(Collected data entries)
================
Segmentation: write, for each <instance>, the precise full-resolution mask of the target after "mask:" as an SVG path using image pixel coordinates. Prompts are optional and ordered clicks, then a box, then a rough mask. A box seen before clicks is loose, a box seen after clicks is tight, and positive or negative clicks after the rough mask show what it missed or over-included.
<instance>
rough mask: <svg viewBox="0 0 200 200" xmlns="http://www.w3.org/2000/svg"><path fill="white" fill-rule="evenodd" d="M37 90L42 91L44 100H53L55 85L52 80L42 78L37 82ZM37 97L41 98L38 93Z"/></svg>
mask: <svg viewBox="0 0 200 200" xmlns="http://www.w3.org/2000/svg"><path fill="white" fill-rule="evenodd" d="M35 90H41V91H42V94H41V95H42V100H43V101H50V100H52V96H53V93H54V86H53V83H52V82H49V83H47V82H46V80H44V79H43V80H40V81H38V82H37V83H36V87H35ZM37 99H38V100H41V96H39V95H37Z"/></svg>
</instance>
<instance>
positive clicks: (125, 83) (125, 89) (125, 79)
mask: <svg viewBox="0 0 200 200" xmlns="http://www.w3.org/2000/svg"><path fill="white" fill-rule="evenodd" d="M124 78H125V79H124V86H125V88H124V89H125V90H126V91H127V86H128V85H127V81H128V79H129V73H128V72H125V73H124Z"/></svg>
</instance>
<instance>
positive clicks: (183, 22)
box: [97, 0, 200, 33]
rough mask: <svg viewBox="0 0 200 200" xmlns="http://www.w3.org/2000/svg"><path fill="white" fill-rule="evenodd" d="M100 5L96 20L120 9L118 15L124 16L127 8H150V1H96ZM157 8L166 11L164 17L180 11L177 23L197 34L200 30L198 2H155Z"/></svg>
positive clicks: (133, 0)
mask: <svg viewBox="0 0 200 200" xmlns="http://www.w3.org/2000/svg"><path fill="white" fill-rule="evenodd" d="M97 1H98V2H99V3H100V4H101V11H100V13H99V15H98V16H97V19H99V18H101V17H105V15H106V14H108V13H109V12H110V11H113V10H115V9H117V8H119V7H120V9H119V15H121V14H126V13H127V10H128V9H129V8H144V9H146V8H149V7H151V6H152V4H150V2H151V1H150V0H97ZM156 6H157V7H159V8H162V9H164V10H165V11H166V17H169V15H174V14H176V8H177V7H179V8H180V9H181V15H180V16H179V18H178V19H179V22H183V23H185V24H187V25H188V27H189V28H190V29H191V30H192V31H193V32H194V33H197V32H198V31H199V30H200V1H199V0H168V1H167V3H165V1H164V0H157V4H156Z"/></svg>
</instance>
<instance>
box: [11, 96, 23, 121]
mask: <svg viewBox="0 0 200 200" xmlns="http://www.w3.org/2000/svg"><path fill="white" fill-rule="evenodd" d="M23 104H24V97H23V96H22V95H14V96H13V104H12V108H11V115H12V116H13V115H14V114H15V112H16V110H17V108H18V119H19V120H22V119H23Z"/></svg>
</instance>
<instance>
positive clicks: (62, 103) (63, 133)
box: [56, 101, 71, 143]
================
_Assigned task:_ Render everything from the line containing "5L96 20L120 9L118" down to the line containing "positive clicks: (133, 0)" as a numbered list, leaving out any blank lines.

_Answer for the task:_
1. rough mask: <svg viewBox="0 0 200 200" xmlns="http://www.w3.org/2000/svg"><path fill="white" fill-rule="evenodd" d="M100 5L96 20L120 9L118 15L124 16L127 8H150V1H96ZM157 8L166 11L164 17L180 11L177 23L197 34L200 30L198 2H155Z"/></svg>
2. positive clicks: (133, 0)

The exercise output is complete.